Pull out every line below holding the word "jeans".

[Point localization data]
*** Block opens ***

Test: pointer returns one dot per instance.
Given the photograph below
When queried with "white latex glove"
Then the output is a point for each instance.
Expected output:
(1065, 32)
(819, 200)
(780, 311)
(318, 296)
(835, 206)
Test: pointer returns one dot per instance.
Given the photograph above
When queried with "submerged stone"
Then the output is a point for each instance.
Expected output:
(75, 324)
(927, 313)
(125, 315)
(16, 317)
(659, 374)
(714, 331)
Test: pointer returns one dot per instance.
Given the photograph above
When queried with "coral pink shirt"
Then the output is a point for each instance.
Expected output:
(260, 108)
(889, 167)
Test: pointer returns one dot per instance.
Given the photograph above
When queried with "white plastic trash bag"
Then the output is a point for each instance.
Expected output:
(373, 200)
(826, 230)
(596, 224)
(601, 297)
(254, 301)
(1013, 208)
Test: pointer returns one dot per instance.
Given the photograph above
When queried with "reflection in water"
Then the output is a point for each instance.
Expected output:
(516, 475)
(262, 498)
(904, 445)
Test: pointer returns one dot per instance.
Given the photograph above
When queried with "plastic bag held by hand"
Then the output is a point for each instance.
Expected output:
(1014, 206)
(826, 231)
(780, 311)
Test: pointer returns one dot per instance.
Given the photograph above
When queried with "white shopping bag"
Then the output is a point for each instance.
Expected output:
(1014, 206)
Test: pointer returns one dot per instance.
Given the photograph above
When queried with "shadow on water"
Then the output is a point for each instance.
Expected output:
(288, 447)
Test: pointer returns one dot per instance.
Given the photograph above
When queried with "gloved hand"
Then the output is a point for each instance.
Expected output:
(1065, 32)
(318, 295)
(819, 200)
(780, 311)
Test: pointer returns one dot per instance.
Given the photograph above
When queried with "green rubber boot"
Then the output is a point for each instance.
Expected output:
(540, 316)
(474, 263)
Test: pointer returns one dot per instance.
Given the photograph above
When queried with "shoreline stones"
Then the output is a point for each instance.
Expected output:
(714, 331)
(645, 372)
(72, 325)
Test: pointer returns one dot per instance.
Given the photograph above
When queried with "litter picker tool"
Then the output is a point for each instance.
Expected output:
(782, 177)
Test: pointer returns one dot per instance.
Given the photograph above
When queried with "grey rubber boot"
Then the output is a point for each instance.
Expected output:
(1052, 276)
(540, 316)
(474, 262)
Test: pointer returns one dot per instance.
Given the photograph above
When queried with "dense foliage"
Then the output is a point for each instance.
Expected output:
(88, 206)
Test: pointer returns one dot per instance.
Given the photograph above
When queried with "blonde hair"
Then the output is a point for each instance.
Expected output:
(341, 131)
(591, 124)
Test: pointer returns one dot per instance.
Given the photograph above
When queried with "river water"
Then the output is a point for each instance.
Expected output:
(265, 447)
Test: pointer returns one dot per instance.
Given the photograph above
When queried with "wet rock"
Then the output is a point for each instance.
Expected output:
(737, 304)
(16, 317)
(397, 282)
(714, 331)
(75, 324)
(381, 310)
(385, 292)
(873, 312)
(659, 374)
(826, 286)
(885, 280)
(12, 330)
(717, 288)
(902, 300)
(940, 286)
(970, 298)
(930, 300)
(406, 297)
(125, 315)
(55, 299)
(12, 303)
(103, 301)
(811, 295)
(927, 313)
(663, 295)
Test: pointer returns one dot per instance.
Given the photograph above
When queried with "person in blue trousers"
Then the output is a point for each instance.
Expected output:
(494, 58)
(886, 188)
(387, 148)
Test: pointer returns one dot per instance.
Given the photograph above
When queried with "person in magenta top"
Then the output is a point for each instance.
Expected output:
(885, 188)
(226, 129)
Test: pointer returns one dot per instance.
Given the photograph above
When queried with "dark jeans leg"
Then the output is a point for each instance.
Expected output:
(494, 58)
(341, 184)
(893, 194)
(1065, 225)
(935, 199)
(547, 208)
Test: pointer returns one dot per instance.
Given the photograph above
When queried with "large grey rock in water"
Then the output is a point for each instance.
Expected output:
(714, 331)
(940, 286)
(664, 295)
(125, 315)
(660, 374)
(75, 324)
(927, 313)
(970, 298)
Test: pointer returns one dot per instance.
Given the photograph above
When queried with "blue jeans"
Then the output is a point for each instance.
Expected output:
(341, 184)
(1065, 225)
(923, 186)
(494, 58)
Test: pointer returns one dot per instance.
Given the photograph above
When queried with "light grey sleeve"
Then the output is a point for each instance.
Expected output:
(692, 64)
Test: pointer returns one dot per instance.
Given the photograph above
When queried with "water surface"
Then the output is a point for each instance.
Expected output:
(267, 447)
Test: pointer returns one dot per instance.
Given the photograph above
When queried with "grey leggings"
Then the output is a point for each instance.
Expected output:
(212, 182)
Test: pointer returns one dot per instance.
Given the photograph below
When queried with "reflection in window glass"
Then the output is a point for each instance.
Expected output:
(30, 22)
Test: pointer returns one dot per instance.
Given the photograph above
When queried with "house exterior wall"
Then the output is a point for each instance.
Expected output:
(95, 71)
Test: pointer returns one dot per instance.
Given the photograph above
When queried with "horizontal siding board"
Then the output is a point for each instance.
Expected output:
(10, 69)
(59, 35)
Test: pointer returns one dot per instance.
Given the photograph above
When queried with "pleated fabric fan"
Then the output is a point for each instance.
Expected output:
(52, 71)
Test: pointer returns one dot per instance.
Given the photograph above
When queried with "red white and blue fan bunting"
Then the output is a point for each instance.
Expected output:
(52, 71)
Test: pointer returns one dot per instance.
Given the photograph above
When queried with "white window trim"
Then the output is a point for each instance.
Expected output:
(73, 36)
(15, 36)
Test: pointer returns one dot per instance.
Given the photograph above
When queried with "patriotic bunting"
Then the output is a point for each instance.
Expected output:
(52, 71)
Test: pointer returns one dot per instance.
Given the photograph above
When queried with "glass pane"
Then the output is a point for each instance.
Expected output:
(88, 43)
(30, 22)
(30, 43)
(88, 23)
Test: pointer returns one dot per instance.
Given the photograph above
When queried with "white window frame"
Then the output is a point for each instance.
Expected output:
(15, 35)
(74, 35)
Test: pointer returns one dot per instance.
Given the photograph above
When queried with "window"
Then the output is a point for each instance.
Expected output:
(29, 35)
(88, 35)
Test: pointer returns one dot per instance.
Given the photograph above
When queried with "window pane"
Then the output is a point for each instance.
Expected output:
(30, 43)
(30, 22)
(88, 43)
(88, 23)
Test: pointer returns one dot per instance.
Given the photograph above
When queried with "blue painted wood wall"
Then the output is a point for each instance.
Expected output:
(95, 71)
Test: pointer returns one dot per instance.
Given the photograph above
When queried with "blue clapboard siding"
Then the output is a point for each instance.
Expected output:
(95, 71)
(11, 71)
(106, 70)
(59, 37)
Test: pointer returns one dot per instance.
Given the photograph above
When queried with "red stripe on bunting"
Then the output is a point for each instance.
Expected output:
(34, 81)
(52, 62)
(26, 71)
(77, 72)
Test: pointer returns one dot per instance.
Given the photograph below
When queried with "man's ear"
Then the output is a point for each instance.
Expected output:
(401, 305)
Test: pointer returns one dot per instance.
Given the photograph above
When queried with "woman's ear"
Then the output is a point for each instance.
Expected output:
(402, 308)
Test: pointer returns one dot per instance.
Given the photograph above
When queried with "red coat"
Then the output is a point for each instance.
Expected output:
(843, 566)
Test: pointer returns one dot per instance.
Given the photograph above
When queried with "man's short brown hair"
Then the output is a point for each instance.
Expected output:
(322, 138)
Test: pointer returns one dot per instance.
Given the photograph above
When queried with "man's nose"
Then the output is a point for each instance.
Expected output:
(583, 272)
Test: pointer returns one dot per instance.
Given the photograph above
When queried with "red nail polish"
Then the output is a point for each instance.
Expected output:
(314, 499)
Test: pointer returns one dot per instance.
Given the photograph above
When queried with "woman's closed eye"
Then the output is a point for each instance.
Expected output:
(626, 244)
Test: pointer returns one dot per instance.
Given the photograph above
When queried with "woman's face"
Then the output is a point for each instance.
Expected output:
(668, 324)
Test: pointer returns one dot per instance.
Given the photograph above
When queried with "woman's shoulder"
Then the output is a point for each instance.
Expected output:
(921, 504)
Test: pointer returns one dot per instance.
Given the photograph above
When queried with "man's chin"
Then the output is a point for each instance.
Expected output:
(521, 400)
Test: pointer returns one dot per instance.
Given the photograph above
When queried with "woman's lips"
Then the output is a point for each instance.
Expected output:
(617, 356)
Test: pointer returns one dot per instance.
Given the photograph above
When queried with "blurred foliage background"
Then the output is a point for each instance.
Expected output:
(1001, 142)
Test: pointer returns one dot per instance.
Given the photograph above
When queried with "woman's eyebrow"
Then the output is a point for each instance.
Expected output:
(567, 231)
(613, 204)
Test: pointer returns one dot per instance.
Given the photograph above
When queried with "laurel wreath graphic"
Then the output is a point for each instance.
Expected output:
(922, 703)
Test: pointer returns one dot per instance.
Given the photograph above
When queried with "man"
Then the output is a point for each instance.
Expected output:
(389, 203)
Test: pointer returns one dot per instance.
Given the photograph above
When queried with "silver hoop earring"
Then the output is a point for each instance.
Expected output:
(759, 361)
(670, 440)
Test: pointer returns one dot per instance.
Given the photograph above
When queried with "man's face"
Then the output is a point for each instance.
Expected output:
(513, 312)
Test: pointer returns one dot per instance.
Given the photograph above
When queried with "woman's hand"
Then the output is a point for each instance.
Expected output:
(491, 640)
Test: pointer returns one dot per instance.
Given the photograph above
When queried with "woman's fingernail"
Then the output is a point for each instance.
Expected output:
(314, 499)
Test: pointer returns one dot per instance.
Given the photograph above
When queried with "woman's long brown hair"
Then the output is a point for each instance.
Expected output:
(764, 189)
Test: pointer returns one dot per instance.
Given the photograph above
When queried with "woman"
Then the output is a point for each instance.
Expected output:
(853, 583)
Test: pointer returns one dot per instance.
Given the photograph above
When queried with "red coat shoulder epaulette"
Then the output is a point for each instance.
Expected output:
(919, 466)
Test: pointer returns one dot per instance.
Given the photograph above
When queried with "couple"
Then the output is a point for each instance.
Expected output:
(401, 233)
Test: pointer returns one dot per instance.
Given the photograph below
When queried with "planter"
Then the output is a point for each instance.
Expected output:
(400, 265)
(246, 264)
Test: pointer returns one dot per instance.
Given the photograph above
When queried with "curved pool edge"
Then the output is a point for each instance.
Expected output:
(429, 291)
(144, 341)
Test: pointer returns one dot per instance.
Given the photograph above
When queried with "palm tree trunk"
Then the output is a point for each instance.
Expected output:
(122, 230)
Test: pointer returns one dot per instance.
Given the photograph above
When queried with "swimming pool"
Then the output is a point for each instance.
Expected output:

*** Block closes ***

*ANSWER*.
When queried with "dark jeans leg"
When queried with "blue jeans"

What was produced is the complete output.